What is asked :: Output the lines below as a numbered list, dropping any blank lines.

>> Begin Provided material

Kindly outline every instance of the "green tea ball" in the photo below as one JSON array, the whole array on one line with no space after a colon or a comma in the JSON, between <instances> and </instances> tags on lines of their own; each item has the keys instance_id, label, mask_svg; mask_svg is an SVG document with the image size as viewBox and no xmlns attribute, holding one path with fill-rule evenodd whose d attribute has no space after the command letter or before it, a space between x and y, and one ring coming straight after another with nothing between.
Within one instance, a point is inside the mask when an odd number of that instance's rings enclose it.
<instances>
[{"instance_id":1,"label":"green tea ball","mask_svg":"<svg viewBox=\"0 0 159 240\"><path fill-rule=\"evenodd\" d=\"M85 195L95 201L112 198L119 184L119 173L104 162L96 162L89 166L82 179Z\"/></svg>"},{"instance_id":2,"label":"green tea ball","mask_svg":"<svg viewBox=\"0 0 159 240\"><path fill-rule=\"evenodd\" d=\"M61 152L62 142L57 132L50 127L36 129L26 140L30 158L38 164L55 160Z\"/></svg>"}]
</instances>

>> End Provided material

Answer to this task ::
1. Kindly outline every instance of the "green tea ball" in the photo below as one JSON array, the whole array on one line with no space after a colon or a comma in the JSON, between <instances> and </instances> tags on lines of their own; each item has the keys instance_id, label, mask_svg; mask_svg is an SVG document with the image size as viewBox and no xmlns attribute, holding one path with fill-rule evenodd whose d attribute has no space after the command letter or before it, a space between x and y, and one ring coming straight after another with nothing between.
2. Within one instance, a point is inside the mask when an odd number of that instance's rings enclose it.
3. <instances>
4. [{"instance_id":1,"label":"green tea ball","mask_svg":"<svg viewBox=\"0 0 159 240\"><path fill-rule=\"evenodd\" d=\"M85 195L95 201L112 198L119 184L119 173L104 162L96 162L89 166L82 179Z\"/></svg>"},{"instance_id":2,"label":"green tea ball","mask_svg":"<svg viewBox=\"0 0 159 240\"><path fill-rule=\"evenodd\" d=\"M61 152L62 142L57 132L50 127L36 129L26 140L30 158L38 164L55 160Z\"/></svg>"}]
5. </instances>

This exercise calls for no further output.